__ASSIGNED TASK__: Copy exactly. Begin with the line that contains "Task: locate the cral" and stop after the last line of the records.

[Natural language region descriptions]
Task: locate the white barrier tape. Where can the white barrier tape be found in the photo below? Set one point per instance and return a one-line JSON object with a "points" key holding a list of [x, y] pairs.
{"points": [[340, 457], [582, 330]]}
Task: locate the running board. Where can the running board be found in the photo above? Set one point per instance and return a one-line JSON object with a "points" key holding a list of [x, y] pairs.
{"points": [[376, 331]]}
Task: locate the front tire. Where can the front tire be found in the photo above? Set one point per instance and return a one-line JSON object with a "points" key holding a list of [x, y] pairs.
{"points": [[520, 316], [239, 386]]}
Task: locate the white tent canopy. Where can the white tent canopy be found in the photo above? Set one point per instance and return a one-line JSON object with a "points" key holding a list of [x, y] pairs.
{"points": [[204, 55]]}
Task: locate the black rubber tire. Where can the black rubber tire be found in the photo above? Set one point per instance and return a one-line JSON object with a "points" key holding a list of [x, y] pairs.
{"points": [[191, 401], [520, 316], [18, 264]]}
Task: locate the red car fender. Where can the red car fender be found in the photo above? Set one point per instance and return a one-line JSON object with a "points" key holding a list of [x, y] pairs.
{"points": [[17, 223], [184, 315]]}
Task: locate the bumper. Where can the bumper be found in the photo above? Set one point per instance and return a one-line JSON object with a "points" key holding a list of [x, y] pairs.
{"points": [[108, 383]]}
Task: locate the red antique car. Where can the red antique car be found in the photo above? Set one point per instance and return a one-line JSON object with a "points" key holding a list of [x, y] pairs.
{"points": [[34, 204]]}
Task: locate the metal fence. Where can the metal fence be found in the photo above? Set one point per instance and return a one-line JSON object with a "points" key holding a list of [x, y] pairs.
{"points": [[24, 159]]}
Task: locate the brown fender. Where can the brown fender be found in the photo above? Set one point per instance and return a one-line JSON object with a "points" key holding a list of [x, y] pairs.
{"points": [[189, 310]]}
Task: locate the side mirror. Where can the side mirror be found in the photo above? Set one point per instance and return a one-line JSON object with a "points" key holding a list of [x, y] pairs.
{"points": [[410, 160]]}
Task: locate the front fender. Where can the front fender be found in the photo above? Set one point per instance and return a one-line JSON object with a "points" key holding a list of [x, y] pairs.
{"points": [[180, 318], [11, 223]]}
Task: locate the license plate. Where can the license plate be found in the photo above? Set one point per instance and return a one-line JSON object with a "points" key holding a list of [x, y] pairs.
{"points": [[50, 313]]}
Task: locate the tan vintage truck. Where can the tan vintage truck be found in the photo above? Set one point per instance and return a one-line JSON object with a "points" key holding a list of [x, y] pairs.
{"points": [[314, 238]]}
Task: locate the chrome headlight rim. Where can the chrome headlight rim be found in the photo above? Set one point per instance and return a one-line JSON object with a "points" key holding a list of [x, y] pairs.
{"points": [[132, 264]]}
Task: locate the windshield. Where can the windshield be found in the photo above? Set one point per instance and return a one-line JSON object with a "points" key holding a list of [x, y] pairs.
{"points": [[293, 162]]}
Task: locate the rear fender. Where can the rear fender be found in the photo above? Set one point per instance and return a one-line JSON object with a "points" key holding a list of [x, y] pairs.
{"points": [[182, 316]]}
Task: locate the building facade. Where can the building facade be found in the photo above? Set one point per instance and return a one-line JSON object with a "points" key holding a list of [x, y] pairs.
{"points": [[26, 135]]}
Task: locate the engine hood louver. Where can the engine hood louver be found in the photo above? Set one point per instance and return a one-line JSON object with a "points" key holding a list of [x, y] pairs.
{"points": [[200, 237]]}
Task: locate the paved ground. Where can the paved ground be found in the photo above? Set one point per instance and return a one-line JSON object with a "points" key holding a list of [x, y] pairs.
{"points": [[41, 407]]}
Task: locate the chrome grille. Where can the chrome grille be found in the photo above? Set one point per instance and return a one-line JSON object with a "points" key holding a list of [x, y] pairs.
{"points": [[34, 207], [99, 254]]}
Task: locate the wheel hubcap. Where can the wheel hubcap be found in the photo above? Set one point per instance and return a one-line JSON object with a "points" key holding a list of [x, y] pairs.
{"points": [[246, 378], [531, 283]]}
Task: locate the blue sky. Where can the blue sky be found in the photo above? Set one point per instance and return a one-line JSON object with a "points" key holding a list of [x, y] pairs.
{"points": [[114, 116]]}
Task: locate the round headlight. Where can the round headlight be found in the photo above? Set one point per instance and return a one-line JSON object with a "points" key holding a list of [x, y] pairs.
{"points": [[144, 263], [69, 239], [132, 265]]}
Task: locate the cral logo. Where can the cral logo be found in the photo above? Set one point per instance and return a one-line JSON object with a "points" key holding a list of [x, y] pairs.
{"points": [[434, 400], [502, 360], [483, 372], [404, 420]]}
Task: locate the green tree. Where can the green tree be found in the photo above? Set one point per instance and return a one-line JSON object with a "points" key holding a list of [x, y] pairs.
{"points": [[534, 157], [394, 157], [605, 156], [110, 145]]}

__TASK OUTPUT__:
Task: locate the cral logo. Where can the cral logo be found in the photo above? Set one point per instance and return a one-line JSON object with a "points" key holding a list of [x, y] pairs.
{"points": [[434, 400], [502, 360], [483, 372], [404, 420]]}
Task: locate the green tree. Where can the green tree be found in the photo above? Set one point per instance and return a one-line JSON object with a "points" key holding a list of [x, y] pairs.
{"points": [[534, 157], [394, 157], [605, 156], [110, 145]]}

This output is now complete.